Propos recueillis le 02 octobre 2012
Guinée58 : Bonjour Monsieur BAH, nous vous remercions de vous prêter aux questions de www.guinee58.com. Vous avez été invité ce weekend à Paris par la société civile des Guinéens vivants en France pour présider la commémoration du 3éme triste anniversaire des événements du 28 septembre 2009 en tant que témoin mais surtout victime. Dans quel état d’esprit avez-vous présidé ce triste anniversaire ? Comment comptez-vous vous prendre pour faire avancer ce dossier sur le plan judiciaire ?
BAH Oury : C’est avec plaisir que j’ai répondu à l’invitation des associations de la société civile guinéenne en France pour commémorer le troisième anniversaire du massacre du 28 septembre 2009. C’est aussi avec une grande peine et une profonde colère que nous célébrons cette tragédie.

---------------

OBJECTIF DE L'EXERCICE: Prolongez l'entretien sur la commémoration du massacre du 28 septembre 2009, en reprenant juste après sa dernière phrase.

(Enregistrements d'annotation de position)
---------------

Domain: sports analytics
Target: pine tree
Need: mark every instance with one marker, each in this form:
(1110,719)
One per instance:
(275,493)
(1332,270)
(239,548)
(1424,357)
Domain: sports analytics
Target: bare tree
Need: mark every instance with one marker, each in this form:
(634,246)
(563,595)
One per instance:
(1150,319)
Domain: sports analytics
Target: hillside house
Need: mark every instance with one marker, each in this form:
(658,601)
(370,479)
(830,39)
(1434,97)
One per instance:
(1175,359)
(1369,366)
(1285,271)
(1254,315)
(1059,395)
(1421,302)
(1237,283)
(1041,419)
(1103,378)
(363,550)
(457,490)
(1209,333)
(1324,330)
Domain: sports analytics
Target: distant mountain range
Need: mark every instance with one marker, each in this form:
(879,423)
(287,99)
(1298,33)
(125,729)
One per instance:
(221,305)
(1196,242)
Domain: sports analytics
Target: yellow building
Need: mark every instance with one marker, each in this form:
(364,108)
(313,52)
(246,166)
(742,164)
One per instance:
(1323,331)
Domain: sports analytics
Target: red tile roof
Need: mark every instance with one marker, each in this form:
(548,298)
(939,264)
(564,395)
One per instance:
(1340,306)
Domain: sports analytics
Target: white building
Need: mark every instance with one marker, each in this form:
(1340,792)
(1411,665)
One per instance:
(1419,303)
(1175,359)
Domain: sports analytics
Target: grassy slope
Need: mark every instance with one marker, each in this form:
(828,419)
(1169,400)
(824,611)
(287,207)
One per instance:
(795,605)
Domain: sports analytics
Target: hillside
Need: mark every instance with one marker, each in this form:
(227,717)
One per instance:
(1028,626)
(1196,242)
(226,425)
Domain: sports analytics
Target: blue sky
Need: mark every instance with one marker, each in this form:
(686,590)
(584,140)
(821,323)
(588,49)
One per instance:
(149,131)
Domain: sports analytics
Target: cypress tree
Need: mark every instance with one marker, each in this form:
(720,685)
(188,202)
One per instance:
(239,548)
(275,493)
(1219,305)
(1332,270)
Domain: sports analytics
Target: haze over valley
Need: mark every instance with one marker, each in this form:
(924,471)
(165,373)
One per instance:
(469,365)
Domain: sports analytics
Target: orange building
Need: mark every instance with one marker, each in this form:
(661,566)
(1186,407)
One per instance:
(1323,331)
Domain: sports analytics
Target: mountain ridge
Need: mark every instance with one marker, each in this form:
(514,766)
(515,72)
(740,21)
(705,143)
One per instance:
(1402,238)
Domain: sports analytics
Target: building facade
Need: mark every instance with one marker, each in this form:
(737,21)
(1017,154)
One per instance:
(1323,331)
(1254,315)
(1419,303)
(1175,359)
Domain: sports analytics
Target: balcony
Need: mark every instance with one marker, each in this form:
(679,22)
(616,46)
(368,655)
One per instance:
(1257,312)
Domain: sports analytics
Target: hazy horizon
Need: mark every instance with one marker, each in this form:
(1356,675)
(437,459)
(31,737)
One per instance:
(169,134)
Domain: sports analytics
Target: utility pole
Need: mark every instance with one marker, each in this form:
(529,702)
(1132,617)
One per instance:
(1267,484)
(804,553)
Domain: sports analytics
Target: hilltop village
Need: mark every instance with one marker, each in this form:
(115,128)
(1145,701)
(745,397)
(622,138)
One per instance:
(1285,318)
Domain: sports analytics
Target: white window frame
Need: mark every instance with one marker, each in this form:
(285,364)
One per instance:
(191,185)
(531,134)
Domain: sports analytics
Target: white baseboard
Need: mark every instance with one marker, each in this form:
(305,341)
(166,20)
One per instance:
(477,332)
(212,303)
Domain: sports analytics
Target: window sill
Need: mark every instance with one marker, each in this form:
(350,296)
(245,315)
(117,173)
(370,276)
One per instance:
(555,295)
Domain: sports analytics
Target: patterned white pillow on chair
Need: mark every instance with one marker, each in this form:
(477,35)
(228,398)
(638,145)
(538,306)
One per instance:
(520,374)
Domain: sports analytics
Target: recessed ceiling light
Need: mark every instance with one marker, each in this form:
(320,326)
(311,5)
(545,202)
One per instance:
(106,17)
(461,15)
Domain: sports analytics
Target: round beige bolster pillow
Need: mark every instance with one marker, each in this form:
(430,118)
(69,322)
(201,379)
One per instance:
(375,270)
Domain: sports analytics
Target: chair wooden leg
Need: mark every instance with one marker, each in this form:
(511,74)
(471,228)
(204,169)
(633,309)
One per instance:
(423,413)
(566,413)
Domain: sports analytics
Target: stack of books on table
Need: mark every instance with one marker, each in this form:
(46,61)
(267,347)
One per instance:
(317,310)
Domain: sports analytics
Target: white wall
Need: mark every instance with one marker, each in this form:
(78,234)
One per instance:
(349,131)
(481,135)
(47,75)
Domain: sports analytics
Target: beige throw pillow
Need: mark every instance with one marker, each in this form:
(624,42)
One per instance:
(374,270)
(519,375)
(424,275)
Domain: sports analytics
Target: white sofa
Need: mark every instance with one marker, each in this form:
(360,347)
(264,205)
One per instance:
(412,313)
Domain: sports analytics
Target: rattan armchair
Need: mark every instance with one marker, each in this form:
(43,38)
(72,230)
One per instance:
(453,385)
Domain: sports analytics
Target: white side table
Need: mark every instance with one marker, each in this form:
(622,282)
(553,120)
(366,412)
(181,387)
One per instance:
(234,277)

---------------

RÉSULTAT ATTENDU:
D’abord trois années après ce drame qui a horrifié le monde entier, notre pays n’a pas évolué positivement dans l’affirmation des droits de l’homme et du citoyen. Malgré les recommandations pertinentes de la Commission d’Enquête Internationale des Nations Unies, la justice de réparation et de compensation n’a pas vu le jour. Les victimes sont encore devenues doublement victimes. Les femmes qui ont été violées au stade du 28 septembre pour la plus part vivent leur calvaire dans la solitude et le déchirement. Des familles, qui ont perdu du jour au lendemain soit le chef de famille ou une fille ou un fils sont jetées dans la mendicité. Autant de misères et de malheurs que la puissance publique en l’occurrence l’Etat guinéen devrait atténuer dans le cadre d’une juste réparation. Mais hélas, pour l’instant c’est l’indifférence qui prévaut dans la gestion de ce dossier.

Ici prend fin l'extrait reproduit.